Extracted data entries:
--------------------
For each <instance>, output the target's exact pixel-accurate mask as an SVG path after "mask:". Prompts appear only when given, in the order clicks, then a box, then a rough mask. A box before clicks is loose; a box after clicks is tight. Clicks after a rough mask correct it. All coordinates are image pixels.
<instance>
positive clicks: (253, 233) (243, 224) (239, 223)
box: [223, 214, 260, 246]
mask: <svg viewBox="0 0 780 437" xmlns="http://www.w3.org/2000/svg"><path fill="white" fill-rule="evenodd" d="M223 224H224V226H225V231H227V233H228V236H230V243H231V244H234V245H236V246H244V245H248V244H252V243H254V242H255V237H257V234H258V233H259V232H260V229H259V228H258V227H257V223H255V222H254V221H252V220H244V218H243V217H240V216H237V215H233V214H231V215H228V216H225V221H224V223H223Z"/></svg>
--------------------
Exercise prompt >> Reproduce all of the entries word for word.

Solution for this exercise >>
For each <instance>, output the target's exact pixel-accurate mask as an SVG path after "mask:". Prompts appear only when given, in the order clicks, then a box, then a rough mask. A box before clicks is loose; a box after clicks is tight. Clicks after a rough mask correct it. All coordinates are image pixels.
<instance>
positive clicks: (253, 233) (243, 224) (239, 223)
box: [223, 214, 260, 246]
mask: <svg viewBox="0 0 780 437" xmlns="http://www.w3.org/2000/svg"><path fill="white" fill-rule="evenodd" d="M223 224H224V226H225V231H227V233H228V236H230V243H231V244H234V245H236V246H244V245H248V244H252V243H254V242H255V237H257V234H258V233H259V232H260V229H259V228H258V227H257V223H255V222H254V221H252V220H244V218H243V217H240V216H237V215H233V214H231V215H228V216H225V221H224V223H223Z"/></svg>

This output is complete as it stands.